> **Required action**:
Write the records out again, exactly.

> **Information**:
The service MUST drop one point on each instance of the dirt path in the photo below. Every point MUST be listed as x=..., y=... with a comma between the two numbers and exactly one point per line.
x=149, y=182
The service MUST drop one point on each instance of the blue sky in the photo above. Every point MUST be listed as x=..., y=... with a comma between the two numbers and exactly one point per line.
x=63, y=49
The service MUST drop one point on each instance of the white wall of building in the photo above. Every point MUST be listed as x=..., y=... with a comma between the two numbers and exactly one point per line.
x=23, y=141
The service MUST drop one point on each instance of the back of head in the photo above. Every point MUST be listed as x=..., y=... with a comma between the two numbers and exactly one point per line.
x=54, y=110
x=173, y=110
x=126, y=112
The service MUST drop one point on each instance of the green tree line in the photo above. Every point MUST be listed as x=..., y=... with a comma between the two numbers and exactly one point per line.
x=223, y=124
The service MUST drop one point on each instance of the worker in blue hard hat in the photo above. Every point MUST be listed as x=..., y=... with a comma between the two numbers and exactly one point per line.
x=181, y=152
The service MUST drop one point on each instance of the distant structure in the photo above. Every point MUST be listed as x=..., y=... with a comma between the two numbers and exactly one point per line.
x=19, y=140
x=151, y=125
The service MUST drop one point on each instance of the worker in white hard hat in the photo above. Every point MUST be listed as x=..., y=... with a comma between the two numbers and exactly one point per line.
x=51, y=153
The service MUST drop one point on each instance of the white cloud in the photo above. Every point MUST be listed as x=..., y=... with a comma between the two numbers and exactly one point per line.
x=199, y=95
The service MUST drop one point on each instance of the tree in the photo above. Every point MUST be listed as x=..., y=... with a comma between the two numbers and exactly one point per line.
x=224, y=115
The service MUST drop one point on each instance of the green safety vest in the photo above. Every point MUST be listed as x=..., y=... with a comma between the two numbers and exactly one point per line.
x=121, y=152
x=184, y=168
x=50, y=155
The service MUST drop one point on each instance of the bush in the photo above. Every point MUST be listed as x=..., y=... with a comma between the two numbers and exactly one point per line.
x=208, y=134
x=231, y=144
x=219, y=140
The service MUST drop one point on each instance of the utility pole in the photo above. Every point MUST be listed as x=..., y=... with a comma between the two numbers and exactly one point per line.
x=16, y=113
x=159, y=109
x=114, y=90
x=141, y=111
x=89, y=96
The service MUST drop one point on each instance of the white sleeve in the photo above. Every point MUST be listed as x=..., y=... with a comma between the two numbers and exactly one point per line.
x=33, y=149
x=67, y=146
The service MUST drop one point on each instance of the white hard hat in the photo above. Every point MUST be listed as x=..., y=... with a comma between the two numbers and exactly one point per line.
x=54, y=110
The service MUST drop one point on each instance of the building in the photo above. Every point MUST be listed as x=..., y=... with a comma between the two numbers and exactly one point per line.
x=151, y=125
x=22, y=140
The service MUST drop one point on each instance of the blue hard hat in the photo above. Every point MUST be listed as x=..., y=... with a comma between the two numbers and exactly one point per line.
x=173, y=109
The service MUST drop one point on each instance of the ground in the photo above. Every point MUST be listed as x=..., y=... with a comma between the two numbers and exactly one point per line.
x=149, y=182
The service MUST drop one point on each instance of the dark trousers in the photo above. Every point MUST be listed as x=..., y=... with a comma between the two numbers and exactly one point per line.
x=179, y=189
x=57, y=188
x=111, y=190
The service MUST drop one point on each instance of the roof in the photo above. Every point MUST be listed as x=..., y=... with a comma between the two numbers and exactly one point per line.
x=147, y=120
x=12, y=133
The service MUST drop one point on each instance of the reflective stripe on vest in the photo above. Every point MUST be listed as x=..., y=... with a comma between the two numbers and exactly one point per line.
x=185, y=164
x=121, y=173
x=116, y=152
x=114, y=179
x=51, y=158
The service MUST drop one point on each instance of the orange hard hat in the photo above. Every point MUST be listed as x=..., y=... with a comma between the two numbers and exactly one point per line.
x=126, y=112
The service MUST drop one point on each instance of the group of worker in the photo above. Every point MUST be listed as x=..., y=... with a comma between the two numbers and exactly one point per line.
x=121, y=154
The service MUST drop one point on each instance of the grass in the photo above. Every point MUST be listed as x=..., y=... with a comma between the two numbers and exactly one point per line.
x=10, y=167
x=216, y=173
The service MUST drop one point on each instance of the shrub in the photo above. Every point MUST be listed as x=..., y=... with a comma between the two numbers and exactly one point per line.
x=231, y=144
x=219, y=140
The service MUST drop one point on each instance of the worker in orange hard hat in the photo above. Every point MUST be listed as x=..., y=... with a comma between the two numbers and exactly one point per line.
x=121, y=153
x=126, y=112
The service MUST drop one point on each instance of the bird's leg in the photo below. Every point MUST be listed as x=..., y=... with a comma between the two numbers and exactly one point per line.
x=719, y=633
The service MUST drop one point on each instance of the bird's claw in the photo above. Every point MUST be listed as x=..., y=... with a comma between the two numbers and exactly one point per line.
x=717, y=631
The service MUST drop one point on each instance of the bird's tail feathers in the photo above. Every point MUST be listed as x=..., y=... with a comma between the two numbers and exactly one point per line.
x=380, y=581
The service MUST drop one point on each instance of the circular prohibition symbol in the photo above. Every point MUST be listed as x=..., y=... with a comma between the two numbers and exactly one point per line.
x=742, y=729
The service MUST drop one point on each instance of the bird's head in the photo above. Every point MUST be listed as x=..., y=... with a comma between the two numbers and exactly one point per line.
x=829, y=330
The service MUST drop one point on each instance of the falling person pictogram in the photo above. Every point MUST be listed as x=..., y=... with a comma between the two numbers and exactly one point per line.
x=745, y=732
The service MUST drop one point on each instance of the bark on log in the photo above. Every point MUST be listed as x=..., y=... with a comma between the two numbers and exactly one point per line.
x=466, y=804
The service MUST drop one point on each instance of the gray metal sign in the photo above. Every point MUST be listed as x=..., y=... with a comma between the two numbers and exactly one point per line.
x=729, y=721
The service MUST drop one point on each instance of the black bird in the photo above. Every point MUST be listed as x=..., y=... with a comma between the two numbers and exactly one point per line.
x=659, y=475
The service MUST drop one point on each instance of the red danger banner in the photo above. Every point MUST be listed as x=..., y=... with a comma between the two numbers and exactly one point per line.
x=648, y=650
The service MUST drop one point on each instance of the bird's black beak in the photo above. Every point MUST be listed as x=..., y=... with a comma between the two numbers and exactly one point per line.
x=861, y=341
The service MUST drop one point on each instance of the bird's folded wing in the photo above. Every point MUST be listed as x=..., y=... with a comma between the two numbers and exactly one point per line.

> **Solution for this problem**:
The service MUST drop one point on each instance of the dirt path in the photo below. Every point MUST be listed as x=..., y=... with a comma between the two numbers and exactly one point per line.
x=149, y=182
The service MUST drop one point on each instance of the blue sky in the photo above. Every point MUST be listed as x=..., y=... with a comma between the two numbers and exactly one point per line.
x=63, y=49
The service MUST drop one point on each instance of the white wall of building in the photo above. Every point MUST be listed as x=..., y=... with a comma between the two numbers and exactly one point per line.
x=23, y=141
The service MUST drop one point on each instance of the back of head in the photo above. Every point MUST be listed as x=..., y=... with a comma between the two numbers and exactly one point per line.
x=54, y=110
x=173, y=110
x=126, y=112
The service MUST drop one point on each instance of the green tree line in the photo above. Every point MUST be listed as x=..., y=... with a comma between the two numbers and exactly one point per line.
x=223, y=124
The service MUST drop one point on each instance of the worker in blue hard hat in the photo above. Every point MUST be listed as x=..., y=... with a comma between the two numbers and exactly one point per line.
x=181, y=152
The service MUST drop one point on each instance of the distant structure in the photo above. Every point MUST be listed as x=..., y=... with a comma between the two numbers and exactly one point per line.
x=19, y=140
x=151, y=125
The service MUST drop one point on each instance of the worker in white hard hat in the photo above. Every point MUST be listed as x=..., y=... with a comma between the two numbers and exactly one point per line.
x=51, y=153
The service MUST drop one point on each instance of the white cloud in the photo above. Every point MUST be listed as x=..., y=... with a comma between the two numbers and exactly one point per line.
x=199, y=95
The service MUST drop one point on each instance of the tree in the photo above. Every point MUST be listed as x=..., y=... with a comma between the two numbers and exactly one point per line.
x=224, y=115
The service MUST drop one point on each instance of the green safety vest in the photo above. Every point MUST be listed as x=..., y=... with a comma between the two numbers and exactly one point per line.
x=121, y=152
x=184, y=168
x=50, y=155
The service MUST drop one point on each instance of the bush in the photo above. Every point MUST be listed as x=..., y=... with a comma between the two numbers and exactly one point per line.
x=208, y=134
x=231, y=144
x=219, y=140
The service MUST drop one point on each instance of the utility pole in the photo above. Every point MUST be listed as x=..., y=... with a comma between the two numbers and exactly one point per line.
x=16, y=113
x=159, y=109
x=114, y=90
x=141, y=111
x=89, y=96
The service MUST drop one point on each instance of the white sleeve in the photo above. Every point MUST be listed as x=..., y=... with a comma between the two numbers and exactly one point per line.
x=33, y=149
x=67, y=146
The service MUST drop one point on each instance of the white hard hat in the photo above. Every point MUST be listed as x=..., y=... with a comma between the two numbers and exactly one point per line.
x=54, y=110
The service MUST drop one point on each instance of the building in the photo above. Every point MUST be listed as x=..., y=... with a comma between the two numbers and exactly one point per line.
x=151, y=125
x=22, y=140
The service MUST drop one point on each instance of the blue hard hat in the photo above. Every point MUST be listed as x=..., y=... with a comma between the two numbers and exactly one point per line.
x=173, y=109
The service MUST drop one point on each instance of the ground in the photo above. Every point MUST be listed as x=..., y=... with a comma between the two numbers and exactly one point per line.
x=149, y=182
The service MUST drop one point on each instance of the dark trousers in the photo above. Every point MUST be listed as x=..., y=... with a comma between the two numbers and exactly one point per line.
x=179, y=189
x=57, y=188
x=111, y=190
The service MUST drop one point on each instance of the roof in the photo above. Every point MUST be listed as x=..., y=... with a comma between the two numbers and exactly one point per line.
x=147, y=120
x=12, y=133
The service MUST drop one point on each instance of the reflective stripe on vest in the photo above. Every point MUST be listed as x=..., y=... with a comma between the two numbers and exactly one point per line.
x=185, y=164
x=121, y=173
x=116, y=152
x=114, y=179
x=51, y=158
The service MUST drop one point on each instance of the orange hard hat in the photo above. Every point MUST be listed as x=..., y=... with a comma between the two numbers and exactly one point per line.
x=126, y=112
The service MUST drop one point on each instance of the group of worker in the photo above. Every point MUST be listed as x=..., y=... with a comma between the two numbers and exactly one point per line.
x=121, y=154
The service MUST drop one point on each instance of the grass in the photo above. Every point MUST be listed as x=..., y=... with a comma between the two numbers and exactly one point per line.
x=10, y=167
x=216, y=173
The service MUST drop one point on each instance of the shrub in the photo above. Every point MUST be listed as x=..., y=... with a comma between the two numbers and exactly one point per line.
x=231, y=144
x=219, y=140
The service MUST drop one point on each instance of the worker in orange hard hat in the photo above. Every point MUST be listed as x=..., y=... with a comma between the two numbers and exactly one point per line.
x=121, y=153
x=126, y=112
The service MUST drop one point on each instance of the bird's leg in the photo below. Every point MUST be listed as x=..., y=... with a comma between the two numbers and exactly one point per line.
x=719, y=633
The service MUST drop one point on each instance of the bird's claw in the photo above. Every point MUST be listed as x=..., y=... with a comma between the two numbers and exactly one point per line.
x=717, y=631
The service MUST drop one point on each instance of the bird's tail feathers in the photo above. Every point MUST be listed as x=..., y=... with a comma between the two numbers and exactly one point per line.
x=380, y=581
The service MUST drop one point on each instance of the circular prohibition symbol in the photo above. Every point MUST be listed as x=..., y=... with a comma between the two numbers and exactly one point per line.
x=742, y=729
The service MUST drop one point on each instance of the bird's head in the photo above. Every point MUST be listed as x=..., y=... with a comma between the two numbers and exactly one point per line.
x=829, y=330
The service MUST drop one point on each instance of the falling person pictogram in the photo above. Every point MUST be listed as x=..., y=... with a comma between the two numbers and exactly one point per line.
x=745, y=732
The service MUST drop one point on each instance of the bark on log in the photo above. Every point MUST be listed as x=..., y=... with a comma between the two numbers and exactly one point per line.
x=466, y=804
The service MUST drop one point on each instance of the gray metal sign in the photo above. Every point MUST be listed as x=..., y=... with a comma between the two numbers and exactly one point per line.
x=729, y=721
The service MUST drop one point on each instance of the black bird in the photo above. Every point MUST be listed as x=..., y=... with a comma between the two numbers and exactly one point per line.
x=659, y=475
The service MUST drop one point on each instance of the red danger banner in the photo above. Every point MUST be listed as x=..., y=... with a comma between the two numbers and exactly one point per line.
x=648, y=650
The service MUST drop one point on each instance of the bird's black beak in the photo above. Every point MUST be listed as x=..., y=... with a comma between the two numbers and exactly one point per line.
x=861, y=341
The service MUST drop one point on each instance of the bird's folded wing in the photo above. Every point MUST be listed as x=..., y=... with a comma between the two numbers and exactly one point per line.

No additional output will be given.